Rewrite the material from its first line through the line containing "column 457, row 185", replacing "statue shoulder" with "shoulder of the statue" and leaving everything else unchanged.
※ ※ ※
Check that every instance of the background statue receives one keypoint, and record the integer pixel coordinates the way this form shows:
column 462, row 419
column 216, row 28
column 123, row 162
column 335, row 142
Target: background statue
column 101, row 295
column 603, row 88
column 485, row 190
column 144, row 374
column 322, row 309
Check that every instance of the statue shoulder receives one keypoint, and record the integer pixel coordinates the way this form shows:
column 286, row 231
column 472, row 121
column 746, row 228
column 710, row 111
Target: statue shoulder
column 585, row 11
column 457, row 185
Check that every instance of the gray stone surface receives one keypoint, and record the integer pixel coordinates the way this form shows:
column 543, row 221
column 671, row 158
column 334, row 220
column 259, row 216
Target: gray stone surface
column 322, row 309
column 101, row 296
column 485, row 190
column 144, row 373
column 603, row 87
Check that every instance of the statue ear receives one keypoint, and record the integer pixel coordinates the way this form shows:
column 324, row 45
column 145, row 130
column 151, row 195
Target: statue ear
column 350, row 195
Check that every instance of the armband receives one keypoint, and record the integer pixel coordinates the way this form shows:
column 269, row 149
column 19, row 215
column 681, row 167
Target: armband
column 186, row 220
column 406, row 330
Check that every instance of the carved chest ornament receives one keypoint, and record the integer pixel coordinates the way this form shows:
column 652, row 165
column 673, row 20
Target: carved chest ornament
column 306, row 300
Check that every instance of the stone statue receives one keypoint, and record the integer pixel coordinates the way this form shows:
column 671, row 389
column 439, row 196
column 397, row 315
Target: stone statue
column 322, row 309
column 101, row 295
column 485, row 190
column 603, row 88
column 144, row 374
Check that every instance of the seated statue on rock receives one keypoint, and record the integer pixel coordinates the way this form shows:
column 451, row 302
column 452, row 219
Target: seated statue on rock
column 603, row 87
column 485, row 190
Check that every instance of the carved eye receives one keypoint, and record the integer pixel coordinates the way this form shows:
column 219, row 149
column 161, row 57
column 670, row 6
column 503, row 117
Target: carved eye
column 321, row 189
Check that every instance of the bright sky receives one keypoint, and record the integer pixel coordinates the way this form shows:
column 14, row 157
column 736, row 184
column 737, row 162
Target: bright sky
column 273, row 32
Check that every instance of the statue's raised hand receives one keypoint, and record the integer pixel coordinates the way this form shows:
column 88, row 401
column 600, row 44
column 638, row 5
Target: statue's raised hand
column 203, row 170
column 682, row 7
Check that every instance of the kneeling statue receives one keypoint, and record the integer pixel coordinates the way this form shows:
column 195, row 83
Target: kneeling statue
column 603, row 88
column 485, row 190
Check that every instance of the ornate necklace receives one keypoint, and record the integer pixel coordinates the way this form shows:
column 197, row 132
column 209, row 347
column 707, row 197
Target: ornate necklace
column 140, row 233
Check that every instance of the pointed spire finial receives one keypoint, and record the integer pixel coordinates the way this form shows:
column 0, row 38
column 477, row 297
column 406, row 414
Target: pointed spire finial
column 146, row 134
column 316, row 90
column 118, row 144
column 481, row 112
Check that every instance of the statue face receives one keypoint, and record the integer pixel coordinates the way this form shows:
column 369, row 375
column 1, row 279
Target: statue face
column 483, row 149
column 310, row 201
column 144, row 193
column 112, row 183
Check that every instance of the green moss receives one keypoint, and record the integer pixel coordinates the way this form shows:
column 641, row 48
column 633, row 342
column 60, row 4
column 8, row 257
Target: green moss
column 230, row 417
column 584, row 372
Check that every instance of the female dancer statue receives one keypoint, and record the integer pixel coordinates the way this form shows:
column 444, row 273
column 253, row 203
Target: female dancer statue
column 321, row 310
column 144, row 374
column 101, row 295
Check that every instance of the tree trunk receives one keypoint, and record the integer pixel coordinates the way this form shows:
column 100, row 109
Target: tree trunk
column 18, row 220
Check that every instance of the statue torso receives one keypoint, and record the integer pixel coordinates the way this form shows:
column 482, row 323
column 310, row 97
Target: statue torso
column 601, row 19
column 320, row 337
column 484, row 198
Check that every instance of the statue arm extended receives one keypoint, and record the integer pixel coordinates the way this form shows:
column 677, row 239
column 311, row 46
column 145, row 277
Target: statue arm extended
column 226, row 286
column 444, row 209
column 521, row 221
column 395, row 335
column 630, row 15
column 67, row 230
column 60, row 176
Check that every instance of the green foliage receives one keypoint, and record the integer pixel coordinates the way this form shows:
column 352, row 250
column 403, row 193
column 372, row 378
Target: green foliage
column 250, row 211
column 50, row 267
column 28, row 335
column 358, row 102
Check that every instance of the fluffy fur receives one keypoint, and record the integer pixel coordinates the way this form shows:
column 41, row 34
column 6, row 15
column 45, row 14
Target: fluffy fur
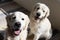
※ ※ ※
* _TASK OUTPUT_
Check that every instance of the background statue receives one keypoint, and record the integer pixel coordinates the way this form shows:
column 462, row 419
column 216, row 28
column 123, row 162
column 335, row 142
Target: background statue
column 101, row 295
column 603, row 88
column 485, row 190
column 144, row 374
column 322, row 309
Check that every instance of the shoulder of the statue receives one keypoint, and record the integer pixel coordinates the way this form shows:
column 286, row 231
column 472, row 121
column 746, row 228
column 710, row 111
Target: shoulder of the statue
column 585, row 11
column 457, row 185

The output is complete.